> _WORK REQUIRED_:
Render the stretch of items from the line containing "Target = apartment building" through the line containing "x=265 y=120" as a two-column CSV with the header item_text,marked_points. Give one row per item, with its text and its answer each in a single quoted field and every line break replaced by a space.

> _INFORMATION GIVEN_:
○ ○ ○ ○ ○

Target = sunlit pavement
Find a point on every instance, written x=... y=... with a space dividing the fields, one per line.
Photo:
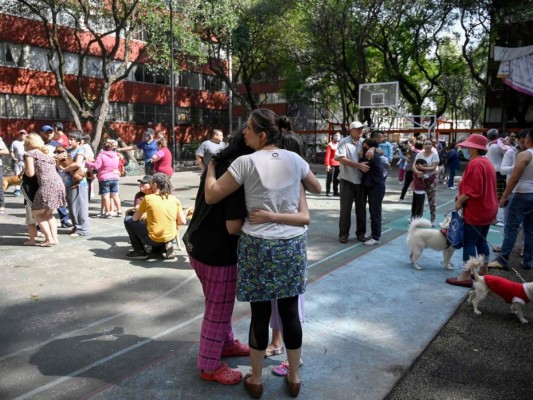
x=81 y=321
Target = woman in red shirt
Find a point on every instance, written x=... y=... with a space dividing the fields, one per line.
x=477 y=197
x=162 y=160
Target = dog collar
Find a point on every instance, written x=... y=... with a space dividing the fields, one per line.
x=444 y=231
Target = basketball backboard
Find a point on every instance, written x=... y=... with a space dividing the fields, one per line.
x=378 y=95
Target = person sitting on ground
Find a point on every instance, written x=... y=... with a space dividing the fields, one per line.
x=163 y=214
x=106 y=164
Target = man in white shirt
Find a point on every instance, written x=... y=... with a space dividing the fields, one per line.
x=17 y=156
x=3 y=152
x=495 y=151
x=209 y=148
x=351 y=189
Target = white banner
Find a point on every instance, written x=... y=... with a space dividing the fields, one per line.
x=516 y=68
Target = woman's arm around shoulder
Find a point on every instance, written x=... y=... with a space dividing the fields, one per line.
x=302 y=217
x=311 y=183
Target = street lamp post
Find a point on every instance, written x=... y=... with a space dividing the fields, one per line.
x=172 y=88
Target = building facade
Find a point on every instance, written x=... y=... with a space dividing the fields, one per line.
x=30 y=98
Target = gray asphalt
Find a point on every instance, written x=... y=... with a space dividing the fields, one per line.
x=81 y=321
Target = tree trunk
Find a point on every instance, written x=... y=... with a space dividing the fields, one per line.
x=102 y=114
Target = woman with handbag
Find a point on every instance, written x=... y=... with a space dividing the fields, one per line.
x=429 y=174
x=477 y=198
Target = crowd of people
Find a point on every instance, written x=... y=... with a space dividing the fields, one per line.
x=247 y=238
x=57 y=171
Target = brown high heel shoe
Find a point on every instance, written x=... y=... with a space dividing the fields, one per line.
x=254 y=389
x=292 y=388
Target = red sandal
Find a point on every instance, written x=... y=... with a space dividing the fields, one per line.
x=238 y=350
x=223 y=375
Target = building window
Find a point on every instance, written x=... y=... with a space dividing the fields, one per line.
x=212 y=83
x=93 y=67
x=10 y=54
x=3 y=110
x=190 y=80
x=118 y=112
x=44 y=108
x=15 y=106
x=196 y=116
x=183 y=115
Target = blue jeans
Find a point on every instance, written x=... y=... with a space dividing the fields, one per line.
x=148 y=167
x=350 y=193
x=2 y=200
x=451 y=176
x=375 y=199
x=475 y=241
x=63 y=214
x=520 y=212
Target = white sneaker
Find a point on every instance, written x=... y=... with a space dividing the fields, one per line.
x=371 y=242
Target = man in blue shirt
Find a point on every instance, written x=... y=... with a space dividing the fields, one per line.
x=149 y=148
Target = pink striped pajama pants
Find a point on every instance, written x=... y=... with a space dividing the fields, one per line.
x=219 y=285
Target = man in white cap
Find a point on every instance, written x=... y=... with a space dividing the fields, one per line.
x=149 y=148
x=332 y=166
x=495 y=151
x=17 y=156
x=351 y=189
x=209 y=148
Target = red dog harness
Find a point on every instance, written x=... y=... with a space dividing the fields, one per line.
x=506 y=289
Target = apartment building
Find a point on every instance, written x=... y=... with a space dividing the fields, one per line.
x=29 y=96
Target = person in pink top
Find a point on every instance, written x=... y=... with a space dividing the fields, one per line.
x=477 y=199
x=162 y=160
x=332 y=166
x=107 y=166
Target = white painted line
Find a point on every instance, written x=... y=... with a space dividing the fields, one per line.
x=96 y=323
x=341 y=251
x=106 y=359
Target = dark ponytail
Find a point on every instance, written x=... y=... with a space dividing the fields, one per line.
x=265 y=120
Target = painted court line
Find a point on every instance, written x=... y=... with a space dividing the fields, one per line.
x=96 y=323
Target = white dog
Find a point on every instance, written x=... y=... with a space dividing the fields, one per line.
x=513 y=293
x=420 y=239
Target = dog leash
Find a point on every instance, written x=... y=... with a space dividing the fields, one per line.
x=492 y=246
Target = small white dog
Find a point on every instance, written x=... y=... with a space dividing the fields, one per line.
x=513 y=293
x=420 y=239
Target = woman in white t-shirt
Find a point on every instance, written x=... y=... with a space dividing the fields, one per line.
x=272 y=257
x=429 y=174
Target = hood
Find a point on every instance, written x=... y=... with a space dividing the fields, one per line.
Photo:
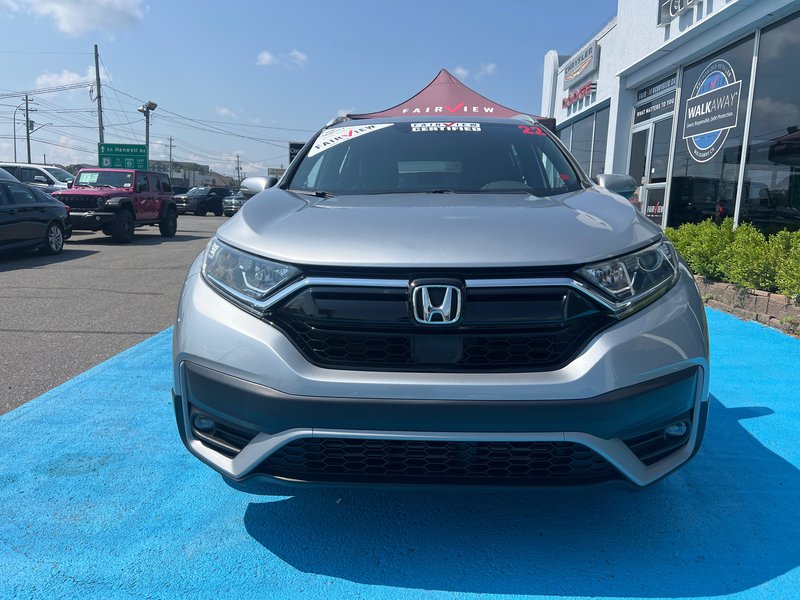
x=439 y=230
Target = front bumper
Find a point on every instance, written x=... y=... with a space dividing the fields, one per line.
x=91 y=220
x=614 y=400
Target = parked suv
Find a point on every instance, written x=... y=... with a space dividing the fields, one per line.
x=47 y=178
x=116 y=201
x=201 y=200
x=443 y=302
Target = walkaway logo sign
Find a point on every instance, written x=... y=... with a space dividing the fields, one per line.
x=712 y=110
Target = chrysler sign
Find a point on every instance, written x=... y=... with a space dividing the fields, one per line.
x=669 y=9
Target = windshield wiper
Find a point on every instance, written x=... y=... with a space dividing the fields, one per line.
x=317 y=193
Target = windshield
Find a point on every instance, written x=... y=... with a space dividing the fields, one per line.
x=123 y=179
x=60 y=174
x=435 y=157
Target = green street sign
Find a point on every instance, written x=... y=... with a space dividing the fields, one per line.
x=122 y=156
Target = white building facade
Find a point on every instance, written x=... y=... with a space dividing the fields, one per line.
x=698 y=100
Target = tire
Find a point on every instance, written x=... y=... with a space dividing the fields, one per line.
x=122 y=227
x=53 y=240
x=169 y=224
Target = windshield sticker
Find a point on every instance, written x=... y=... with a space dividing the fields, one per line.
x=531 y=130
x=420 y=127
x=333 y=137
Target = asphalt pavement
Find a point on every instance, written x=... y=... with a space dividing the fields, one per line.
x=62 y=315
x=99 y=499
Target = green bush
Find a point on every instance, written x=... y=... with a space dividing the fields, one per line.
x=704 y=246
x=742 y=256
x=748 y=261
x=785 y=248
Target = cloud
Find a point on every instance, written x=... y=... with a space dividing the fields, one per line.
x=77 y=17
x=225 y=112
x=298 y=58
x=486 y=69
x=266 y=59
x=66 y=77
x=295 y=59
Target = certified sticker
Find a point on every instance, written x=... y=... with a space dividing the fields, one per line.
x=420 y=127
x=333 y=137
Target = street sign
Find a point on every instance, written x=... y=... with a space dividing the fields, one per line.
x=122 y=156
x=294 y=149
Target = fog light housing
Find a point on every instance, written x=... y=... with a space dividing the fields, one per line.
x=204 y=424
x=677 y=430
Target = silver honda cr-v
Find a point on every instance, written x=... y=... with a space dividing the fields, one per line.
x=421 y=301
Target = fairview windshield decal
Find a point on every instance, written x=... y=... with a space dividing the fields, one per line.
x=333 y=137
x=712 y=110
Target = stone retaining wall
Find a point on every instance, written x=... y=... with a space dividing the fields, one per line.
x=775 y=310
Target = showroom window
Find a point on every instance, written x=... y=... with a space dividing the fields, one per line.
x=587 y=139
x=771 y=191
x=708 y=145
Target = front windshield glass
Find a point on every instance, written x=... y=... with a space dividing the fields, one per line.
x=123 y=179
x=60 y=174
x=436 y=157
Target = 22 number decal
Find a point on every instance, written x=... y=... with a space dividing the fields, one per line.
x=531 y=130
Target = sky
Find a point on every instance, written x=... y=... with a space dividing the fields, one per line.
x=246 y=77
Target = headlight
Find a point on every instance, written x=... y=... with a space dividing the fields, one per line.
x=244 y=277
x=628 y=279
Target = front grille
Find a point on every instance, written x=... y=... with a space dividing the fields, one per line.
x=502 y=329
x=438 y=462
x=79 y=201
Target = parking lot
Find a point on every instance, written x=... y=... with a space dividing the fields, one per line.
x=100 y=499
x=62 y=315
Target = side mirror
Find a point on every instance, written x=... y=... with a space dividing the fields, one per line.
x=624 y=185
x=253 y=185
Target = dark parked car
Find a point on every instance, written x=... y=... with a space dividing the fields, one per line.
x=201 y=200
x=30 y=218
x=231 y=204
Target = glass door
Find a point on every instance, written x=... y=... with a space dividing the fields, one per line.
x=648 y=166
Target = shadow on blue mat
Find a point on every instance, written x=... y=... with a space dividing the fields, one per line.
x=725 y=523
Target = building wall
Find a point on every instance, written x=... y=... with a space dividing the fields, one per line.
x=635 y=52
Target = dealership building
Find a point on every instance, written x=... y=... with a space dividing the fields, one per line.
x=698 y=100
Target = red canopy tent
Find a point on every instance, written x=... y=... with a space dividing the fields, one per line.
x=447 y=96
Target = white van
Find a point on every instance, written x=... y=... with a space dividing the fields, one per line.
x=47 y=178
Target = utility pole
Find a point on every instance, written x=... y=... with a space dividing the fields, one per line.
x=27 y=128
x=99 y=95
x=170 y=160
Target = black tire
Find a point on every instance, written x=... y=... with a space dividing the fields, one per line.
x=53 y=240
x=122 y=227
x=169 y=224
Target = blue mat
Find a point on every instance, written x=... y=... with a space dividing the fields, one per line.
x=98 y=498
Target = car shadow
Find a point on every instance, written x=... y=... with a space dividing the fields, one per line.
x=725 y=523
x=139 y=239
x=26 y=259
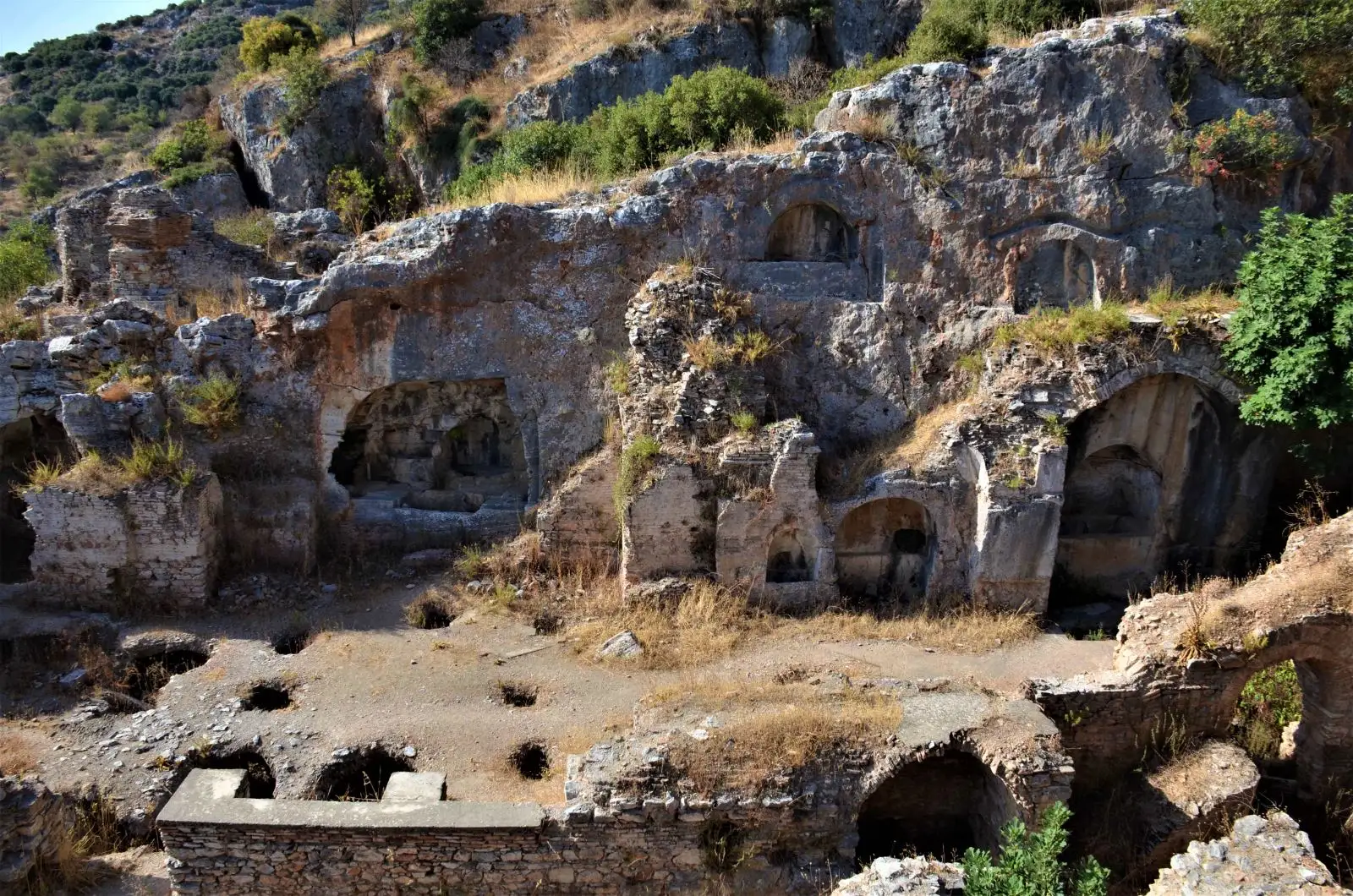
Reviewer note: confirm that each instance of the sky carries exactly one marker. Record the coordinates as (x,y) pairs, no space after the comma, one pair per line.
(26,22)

○ ○ ○ ○ ○

> _FINAL ANSWER_:
item_text,marked_points
"Target = apartment building Find a point on every instance, written x=... y=... with a space dividing the fields, one per line.","x=29 y=96"
"Target = person in pink top Find a point on every instance, written x=... y=... with a space dividing the fields, one per line.","x=477 y=199 x=162 y=160 x=332 y=166 x=107 y=166"
"Target = white painted line Find a point on every instance, written x=... y=... with a space dividing the fields, one per line.","x=96 y=323 x=341 y=251 x=106 y=359"
"Target = dark ponytail Find a point on every instance, written x=... y=... with a space dividing the fields, one per line.","x=265 y=120"